Give back the line where "spot the acanthus carving" appears and all the lines after it until the listing ends, unchanged and with nothing else.
+ + +
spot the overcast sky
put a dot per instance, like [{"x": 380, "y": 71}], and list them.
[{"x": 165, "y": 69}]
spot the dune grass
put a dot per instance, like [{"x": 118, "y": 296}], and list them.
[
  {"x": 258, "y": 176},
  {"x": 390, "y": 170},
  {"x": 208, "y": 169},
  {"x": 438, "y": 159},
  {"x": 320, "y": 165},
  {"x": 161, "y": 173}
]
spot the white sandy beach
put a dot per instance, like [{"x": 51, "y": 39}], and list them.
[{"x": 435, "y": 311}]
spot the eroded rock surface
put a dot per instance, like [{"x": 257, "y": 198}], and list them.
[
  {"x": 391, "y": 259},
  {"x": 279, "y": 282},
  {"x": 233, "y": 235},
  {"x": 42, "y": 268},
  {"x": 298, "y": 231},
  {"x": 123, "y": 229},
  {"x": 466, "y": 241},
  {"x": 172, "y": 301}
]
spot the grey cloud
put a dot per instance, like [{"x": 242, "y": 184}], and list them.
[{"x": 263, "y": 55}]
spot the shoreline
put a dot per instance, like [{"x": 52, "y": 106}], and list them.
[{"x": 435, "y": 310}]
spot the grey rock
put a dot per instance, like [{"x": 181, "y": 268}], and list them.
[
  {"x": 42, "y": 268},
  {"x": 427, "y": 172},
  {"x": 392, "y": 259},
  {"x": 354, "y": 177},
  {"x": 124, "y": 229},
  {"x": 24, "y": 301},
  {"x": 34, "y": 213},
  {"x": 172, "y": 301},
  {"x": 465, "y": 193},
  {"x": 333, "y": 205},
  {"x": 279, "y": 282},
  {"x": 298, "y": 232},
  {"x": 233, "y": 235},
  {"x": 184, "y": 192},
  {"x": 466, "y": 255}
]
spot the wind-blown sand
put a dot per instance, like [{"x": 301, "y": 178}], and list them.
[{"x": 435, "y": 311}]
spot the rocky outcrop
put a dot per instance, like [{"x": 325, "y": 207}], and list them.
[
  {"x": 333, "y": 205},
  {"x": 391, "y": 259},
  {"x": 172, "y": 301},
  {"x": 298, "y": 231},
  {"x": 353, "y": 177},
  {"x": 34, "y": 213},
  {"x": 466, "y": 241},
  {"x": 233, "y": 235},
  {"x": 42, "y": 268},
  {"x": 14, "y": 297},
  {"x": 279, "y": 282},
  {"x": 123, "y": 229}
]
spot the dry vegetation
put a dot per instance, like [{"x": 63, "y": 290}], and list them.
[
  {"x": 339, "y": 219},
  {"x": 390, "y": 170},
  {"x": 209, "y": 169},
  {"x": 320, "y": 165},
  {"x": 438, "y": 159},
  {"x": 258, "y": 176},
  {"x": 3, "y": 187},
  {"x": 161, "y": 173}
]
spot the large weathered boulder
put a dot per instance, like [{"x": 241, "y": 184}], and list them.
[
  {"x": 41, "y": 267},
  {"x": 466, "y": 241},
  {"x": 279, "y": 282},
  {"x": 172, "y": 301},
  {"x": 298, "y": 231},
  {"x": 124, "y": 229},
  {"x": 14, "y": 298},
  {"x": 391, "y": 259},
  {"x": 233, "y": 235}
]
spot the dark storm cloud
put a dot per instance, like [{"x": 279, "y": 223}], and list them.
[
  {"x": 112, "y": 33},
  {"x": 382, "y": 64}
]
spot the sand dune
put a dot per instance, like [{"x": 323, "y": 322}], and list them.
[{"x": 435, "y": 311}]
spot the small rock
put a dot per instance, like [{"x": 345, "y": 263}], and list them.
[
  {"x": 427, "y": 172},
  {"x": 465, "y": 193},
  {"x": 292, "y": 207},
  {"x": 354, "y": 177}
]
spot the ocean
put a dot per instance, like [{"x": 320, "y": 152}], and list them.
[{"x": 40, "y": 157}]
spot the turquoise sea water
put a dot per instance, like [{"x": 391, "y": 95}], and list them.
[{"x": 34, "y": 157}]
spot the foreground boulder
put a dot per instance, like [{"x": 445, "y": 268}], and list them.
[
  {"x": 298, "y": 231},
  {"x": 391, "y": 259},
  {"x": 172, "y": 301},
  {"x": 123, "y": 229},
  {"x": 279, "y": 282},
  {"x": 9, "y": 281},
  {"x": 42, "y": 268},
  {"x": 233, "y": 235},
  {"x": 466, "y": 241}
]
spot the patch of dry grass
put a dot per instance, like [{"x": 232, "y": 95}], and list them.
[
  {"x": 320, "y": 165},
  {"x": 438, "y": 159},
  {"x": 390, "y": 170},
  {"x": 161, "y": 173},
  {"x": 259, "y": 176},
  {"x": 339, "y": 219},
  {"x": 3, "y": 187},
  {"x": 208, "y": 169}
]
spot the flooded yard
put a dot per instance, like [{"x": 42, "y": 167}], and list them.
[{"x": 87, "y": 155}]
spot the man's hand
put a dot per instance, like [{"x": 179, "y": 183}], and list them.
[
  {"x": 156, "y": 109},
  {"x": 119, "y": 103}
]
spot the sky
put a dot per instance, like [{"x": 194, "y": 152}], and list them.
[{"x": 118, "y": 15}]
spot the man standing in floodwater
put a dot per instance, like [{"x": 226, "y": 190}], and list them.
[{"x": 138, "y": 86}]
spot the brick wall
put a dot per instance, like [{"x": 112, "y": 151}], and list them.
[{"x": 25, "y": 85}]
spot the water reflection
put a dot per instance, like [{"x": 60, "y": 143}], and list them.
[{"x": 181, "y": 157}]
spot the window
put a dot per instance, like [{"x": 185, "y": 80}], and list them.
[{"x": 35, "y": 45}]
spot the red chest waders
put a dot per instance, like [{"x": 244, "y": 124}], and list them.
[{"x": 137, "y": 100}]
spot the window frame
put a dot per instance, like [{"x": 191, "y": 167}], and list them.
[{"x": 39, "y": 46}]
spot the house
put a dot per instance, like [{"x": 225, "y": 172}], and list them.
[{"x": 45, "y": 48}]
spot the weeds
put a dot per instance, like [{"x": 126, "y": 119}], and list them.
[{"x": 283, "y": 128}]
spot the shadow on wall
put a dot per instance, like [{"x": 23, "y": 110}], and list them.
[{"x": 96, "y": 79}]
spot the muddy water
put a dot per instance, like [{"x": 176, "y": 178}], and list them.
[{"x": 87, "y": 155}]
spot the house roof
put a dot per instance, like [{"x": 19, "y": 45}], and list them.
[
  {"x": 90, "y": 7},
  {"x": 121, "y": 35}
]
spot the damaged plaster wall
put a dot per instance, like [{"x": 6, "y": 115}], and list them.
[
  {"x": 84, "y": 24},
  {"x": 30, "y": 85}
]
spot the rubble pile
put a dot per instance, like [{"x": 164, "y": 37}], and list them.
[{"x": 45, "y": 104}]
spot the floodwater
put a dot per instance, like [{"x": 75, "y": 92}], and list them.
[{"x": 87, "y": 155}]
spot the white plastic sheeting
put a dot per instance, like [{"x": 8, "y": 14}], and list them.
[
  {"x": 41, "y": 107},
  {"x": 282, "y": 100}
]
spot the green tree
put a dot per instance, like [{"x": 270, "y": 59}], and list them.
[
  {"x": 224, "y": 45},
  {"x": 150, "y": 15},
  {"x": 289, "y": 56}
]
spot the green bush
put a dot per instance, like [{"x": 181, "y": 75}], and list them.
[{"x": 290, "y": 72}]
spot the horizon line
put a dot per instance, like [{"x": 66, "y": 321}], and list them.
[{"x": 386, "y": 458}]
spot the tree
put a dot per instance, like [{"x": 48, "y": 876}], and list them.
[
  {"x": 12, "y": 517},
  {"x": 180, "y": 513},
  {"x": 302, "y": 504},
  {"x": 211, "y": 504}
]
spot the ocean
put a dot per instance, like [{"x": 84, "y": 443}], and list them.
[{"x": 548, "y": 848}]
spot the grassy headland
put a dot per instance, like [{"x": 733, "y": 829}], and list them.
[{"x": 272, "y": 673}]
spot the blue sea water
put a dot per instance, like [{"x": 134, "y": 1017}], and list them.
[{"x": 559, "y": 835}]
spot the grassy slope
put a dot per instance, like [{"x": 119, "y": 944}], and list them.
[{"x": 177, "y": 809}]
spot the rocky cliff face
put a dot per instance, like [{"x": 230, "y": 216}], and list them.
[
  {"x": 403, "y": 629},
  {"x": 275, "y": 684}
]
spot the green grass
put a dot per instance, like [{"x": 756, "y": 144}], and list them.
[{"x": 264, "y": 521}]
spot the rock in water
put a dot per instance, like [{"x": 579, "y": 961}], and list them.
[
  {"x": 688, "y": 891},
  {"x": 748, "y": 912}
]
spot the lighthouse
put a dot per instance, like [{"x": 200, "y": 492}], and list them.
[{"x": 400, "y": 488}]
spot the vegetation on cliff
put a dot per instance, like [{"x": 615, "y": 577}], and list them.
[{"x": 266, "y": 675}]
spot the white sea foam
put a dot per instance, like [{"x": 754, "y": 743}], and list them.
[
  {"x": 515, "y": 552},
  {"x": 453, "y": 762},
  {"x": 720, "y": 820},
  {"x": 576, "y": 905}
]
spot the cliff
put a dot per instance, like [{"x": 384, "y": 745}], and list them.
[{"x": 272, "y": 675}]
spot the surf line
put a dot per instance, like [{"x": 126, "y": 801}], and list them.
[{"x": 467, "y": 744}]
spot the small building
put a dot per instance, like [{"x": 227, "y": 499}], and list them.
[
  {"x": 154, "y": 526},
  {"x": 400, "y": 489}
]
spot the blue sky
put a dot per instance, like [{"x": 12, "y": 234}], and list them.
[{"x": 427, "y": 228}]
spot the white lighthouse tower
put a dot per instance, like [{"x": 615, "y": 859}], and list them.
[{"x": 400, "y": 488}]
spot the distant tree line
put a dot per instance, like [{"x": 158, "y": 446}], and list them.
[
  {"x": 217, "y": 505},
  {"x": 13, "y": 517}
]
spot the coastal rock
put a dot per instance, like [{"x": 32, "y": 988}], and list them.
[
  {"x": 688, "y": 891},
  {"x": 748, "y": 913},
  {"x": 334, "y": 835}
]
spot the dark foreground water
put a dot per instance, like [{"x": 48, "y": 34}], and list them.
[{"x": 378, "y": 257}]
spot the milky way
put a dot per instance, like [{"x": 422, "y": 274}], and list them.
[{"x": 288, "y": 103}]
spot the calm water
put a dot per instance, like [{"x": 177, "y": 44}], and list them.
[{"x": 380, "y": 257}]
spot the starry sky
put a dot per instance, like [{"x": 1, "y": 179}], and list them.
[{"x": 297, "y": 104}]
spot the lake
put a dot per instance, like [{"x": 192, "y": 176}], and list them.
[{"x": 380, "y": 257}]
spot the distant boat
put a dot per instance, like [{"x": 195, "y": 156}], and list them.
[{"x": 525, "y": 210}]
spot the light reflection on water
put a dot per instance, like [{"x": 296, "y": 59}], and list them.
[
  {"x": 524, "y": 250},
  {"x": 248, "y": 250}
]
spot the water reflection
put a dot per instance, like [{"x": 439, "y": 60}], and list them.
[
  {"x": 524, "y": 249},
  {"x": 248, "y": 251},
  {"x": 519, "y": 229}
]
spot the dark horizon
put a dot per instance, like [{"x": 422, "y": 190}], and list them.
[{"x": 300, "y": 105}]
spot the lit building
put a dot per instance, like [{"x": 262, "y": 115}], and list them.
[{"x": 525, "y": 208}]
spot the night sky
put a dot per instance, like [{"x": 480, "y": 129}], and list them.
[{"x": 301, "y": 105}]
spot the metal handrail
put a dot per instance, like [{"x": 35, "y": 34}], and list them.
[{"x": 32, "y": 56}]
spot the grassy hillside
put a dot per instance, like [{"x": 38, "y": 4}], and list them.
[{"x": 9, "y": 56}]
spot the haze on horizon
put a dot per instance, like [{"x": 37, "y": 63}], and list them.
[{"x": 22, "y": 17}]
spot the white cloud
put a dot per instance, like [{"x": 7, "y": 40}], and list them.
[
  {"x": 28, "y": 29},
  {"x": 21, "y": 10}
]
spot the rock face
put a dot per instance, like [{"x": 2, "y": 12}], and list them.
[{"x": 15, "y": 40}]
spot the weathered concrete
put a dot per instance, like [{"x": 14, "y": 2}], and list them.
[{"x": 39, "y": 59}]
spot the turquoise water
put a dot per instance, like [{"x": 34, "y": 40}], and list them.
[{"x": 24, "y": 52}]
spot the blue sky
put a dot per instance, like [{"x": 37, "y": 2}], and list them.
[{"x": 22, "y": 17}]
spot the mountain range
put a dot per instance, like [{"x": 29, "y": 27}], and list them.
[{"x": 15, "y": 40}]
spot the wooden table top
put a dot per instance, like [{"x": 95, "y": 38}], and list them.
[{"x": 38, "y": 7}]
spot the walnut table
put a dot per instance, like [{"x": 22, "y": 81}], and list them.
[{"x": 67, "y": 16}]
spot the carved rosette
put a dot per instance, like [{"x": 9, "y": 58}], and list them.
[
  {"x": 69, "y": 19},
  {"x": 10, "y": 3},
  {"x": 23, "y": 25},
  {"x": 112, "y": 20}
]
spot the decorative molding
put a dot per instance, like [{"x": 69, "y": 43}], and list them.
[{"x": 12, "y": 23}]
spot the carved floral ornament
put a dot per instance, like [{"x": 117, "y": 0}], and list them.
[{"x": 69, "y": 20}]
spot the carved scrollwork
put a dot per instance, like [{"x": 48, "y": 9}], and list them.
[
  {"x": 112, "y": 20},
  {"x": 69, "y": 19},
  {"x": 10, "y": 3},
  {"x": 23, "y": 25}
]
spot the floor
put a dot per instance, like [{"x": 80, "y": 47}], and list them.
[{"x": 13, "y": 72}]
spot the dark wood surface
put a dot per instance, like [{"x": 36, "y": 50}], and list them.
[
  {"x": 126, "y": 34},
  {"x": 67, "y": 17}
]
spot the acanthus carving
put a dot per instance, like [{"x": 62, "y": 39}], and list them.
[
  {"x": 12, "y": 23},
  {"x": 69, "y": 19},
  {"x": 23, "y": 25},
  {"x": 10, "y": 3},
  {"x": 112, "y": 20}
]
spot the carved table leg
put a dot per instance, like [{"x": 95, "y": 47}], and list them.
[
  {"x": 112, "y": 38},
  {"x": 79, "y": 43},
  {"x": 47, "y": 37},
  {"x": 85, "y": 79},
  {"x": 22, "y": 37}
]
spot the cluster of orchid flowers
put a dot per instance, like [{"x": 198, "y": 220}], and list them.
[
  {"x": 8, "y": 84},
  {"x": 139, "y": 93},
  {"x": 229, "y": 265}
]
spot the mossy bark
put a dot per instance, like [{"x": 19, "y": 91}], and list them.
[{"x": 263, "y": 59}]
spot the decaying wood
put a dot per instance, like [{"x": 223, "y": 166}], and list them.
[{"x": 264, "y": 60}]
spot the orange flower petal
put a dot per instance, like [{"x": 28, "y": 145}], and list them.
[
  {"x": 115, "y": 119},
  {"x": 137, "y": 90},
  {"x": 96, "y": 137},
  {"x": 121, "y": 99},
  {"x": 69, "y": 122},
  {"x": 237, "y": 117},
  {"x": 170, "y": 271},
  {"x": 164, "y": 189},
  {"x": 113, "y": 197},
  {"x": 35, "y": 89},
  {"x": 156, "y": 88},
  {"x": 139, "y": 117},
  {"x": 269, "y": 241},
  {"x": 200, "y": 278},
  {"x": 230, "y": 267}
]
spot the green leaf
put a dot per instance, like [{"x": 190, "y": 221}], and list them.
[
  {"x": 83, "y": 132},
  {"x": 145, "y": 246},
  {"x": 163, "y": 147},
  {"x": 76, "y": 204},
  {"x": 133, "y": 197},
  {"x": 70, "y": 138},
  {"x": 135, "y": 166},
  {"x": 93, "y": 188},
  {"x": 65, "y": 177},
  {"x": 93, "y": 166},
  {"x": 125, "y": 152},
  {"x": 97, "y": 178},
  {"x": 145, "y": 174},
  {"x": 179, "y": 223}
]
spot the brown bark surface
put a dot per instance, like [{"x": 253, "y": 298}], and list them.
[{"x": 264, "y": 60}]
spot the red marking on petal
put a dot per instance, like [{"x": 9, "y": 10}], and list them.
+ + +
• **Written response**:
spot the acanthus carving
put a dot per instance, like [{"x": 62, "y": 39}], and list them.
[
  {"x": 12, "y": 23},
  {"x": 69, "y": 19},
  {"x": 23, "y": 25},
  {"x": 10, "y": 3},
  {"x": 112, "y": 20}
]
spot the carved table leg
put a dot per instance, like [{"x": 95, "y": 47}], and list them.
[
  {"x": 112, "y": 38},
  {"x": 79, "y": 43},
  {"x": 47, "y": 37},
  {"x": 85, "y": 79},
  {"x": 22, "y": 37}
]
spot the cluster of orchid flowers
put a dot per instance, like [{"x": 198, "y": 220}], and list them.
[
  {"x": 8, "y": 84},
  {"x": 139, "y": 93},
  {"x": 229, "y": 265}
]
spot the mossy bark
put a dot per instance, like [{"x": 19, "y": 91}], and list them.
[{"x": 263, "y": 59}]
spot the decaying wood
put a dot per instance, like [{"x": 223, "y": 166}], and list them.
[{"x": 264, "y": 60}]
spot the orange flower petal
put a dot per instance, like [{"x": 28, "y": 145}], and list them.
[
  {"x": 115, "y": 119},
  {"x": 137, "y": 90},
  {"x": 96, "y": 137},
  {"x": 121, "y": 99},
  {"x": 69, "y": 122},
  {"x": 237, "y": 117},
  {"x": 170, "y": 271},
  {"x": 164, "y": 189},
  {"x": 113, "y": 197},
  {"x": 35, "y": 89},
  {"x": 156, "y": 88},
  {"x": 139, "y": 117},
  {"x": 269, "y": 241},
  {"x": 200, "y": 278},
  {"x": 230, "y": 267}
]
spot the green leaf
put a dot per instance, like [{"x": 190, "y": 221}], and list them.
[
  {"x": 83, "y": 132},
  {"x": 145, "y": 246},
  {"x": 163, "y": 147},
  {"x": 76, "y": 204},
  {"x": 133, "y": 197},
  {"x": 70, "y": 138},
  {"x": 135, "y": 166},
  {"x": 93, "y": 188},
  {"x": 65, "y": 177},
  {"x": 93, "y": 166},
  {"x": 125, "y": 152},
  {"x": 97, "y": 178},
  {"x": 145, "y": 174},
  {"x": 179, "y": 223}
]
spot the brown bark surface
put a dot per instance, like [{"x": 253, "y": 298}], and list them.
[{"x": 264, "y": 60}]
spot the red marking on petal
put a dot per instance, like [{"x": 9, "y": 10}], and list them.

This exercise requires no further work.